WRITTEN INSTRUCTION → Write the lines of every item below as a JSON list of strings, one string per line, leaving out blank lines.

Part of a data file
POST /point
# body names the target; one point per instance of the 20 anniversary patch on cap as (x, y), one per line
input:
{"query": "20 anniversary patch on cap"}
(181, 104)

RESULT FOR THIS TASK →
[
  "POST /point",
  "# body names the target; one point per instance of the 20 anniversary patch on cap as (x, y), one per line",
  "input:",
  "{\"query\": \"20 anniversary patch on cap\"}",
  "(181, 104)"
]